◆ Required work
Give back exactly the lines of the data below, starting with the line that has "Mark the sky above treeline." and going on through the line that has "Mark the bush.".
*** Opening Records to process ***
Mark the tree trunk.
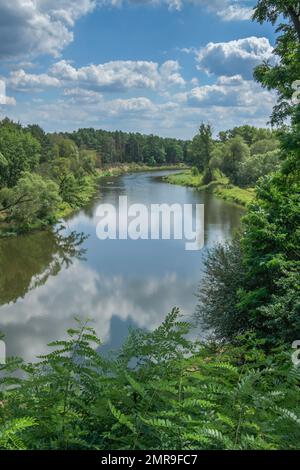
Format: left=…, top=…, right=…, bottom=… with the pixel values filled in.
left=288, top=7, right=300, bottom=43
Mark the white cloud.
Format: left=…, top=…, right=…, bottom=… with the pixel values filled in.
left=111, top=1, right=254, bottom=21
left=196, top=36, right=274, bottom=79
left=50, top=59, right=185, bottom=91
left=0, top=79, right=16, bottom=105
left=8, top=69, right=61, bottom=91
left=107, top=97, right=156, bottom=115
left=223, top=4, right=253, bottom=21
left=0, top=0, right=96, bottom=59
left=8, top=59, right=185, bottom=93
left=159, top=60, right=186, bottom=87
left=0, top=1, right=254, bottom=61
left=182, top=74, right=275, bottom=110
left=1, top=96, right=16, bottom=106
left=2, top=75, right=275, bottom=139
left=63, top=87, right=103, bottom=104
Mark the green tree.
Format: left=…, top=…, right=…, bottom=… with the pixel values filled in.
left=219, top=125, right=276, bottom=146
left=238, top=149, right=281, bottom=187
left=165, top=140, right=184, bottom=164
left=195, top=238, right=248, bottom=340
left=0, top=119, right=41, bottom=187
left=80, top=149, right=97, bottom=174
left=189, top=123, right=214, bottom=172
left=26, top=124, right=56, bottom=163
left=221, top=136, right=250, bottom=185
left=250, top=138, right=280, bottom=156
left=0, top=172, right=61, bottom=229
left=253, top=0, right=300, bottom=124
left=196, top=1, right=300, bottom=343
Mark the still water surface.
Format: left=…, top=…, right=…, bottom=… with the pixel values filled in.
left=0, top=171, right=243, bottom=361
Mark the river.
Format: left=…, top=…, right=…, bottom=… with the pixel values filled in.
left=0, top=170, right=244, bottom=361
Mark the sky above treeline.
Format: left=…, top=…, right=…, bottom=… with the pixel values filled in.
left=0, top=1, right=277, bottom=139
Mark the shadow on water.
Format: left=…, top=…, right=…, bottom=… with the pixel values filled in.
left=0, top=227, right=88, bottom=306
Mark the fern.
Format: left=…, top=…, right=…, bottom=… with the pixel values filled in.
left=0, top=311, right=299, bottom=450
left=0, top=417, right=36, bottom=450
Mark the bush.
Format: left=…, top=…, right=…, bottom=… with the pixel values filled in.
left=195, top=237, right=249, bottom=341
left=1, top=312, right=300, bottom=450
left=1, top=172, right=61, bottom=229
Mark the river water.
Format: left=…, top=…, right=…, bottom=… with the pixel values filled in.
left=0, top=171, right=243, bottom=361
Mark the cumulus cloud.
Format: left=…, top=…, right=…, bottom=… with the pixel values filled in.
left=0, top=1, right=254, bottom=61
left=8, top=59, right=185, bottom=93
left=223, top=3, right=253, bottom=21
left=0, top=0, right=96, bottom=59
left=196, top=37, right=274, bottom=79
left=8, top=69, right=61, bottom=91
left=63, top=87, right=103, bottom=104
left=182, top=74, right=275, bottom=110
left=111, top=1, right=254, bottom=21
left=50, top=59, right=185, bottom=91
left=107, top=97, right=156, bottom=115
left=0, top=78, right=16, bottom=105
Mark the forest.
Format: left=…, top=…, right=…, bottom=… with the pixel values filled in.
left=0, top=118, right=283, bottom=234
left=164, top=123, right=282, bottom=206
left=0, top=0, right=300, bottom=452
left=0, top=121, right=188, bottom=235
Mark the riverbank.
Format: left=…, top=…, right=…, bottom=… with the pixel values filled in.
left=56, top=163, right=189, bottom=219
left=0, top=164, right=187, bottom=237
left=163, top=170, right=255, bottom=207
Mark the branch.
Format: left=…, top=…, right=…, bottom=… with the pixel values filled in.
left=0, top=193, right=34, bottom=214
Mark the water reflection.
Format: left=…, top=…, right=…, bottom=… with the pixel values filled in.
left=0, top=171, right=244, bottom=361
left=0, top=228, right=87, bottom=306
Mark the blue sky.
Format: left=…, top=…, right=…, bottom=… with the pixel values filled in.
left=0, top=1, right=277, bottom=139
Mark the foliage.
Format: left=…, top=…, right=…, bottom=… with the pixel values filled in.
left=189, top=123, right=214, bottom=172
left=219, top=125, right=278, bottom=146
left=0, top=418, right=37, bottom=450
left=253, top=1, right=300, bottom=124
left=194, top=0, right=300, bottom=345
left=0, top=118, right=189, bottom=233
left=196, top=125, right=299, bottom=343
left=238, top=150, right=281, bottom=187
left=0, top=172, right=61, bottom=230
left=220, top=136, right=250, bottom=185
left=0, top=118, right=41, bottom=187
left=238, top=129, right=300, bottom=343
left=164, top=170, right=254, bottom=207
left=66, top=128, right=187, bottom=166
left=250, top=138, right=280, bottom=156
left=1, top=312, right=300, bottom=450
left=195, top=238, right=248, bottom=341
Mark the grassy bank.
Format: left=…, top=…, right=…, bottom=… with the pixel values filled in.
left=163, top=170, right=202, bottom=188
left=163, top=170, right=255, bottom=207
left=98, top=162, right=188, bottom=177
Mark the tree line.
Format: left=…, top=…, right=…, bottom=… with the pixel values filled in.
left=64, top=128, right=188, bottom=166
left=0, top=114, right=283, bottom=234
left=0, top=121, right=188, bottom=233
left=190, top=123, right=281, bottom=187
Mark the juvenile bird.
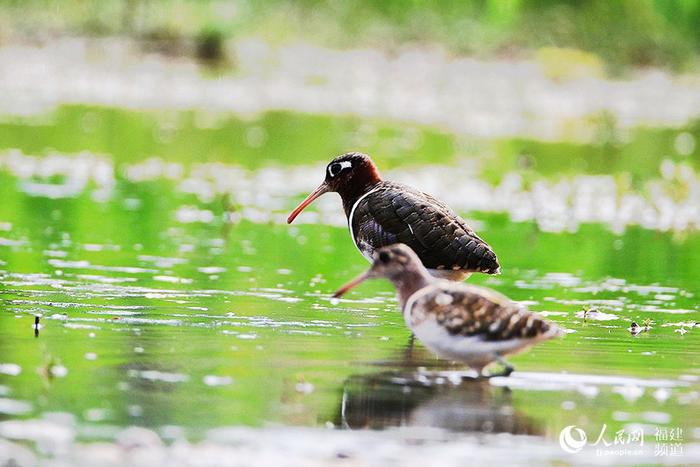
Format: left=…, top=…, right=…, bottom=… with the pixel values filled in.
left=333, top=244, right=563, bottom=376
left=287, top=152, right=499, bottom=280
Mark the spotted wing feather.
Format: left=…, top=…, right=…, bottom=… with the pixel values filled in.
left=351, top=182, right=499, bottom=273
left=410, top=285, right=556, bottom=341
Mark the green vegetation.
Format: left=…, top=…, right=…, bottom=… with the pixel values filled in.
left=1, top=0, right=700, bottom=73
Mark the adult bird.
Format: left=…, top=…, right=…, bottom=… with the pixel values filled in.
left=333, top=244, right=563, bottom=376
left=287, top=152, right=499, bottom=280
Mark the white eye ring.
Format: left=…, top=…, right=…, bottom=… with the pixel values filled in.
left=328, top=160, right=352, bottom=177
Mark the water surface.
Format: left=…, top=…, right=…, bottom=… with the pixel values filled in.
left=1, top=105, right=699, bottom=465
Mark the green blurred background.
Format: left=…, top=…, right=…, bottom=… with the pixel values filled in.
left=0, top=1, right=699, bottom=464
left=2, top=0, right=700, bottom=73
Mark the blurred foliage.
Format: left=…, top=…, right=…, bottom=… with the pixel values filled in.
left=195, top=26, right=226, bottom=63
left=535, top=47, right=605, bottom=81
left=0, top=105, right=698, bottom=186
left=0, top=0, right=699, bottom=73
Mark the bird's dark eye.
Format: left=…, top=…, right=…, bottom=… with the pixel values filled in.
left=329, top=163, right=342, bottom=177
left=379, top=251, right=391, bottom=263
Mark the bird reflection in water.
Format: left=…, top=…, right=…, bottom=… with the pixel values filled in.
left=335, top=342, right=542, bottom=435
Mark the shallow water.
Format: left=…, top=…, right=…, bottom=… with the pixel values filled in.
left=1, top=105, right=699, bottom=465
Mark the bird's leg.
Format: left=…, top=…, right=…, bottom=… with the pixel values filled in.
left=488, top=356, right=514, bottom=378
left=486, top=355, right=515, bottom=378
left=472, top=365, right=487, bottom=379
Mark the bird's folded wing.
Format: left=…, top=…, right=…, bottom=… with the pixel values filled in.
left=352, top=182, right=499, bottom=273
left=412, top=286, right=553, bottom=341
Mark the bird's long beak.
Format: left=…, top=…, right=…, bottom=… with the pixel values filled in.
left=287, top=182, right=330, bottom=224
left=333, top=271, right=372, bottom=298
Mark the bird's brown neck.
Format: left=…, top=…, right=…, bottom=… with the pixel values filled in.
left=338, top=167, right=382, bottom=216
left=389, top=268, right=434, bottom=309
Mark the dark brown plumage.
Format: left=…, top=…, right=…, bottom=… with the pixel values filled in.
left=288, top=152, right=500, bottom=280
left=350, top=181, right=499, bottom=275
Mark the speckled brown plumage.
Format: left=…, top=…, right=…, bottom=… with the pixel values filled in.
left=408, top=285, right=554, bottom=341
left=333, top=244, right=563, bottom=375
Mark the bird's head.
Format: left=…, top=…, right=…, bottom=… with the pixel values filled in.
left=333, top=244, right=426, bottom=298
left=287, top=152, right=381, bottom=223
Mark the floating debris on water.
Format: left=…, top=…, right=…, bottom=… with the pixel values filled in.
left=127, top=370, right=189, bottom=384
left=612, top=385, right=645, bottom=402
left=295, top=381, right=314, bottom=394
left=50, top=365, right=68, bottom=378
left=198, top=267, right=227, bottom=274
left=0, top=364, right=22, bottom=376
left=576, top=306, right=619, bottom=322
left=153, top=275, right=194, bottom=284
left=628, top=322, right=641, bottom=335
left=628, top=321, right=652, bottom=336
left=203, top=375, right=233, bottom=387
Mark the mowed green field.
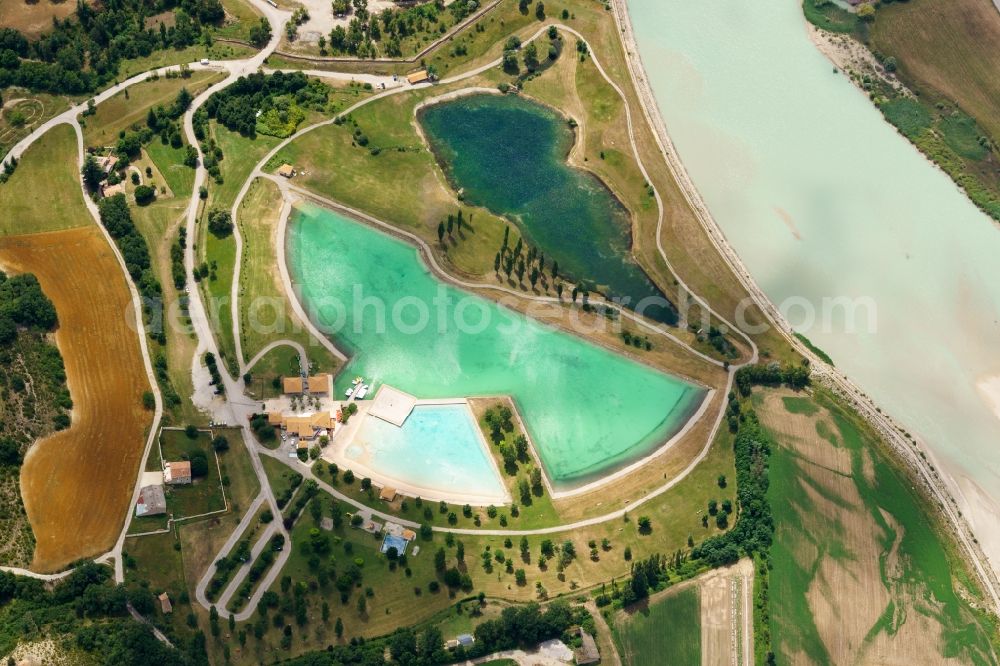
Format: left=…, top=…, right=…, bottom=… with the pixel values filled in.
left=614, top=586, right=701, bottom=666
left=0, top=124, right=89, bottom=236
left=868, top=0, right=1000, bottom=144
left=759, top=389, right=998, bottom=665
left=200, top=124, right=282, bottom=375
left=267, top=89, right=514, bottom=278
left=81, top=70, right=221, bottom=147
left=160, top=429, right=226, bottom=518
*** Closing Records to process ***
◆ Answer below
Mark the sky above treeline.
Format: left=…, top=…, right=…, bottom=… with the pixel values filled in.
left=0, top=1, right=277, bottom=139
Mark the shadow on water.
Format: left=…, top=…, right=…, bottom=… with the pixel values filled in.
left=0, top=227, right=88, bottom=306
Mark the fern.
Format: left=…, top=…, right=…, bottom=… with the pixel values filled in.
left=0, top=311, right=299, bottom=450
left=0, top=417, right=36, bottom=450
Mark the bush.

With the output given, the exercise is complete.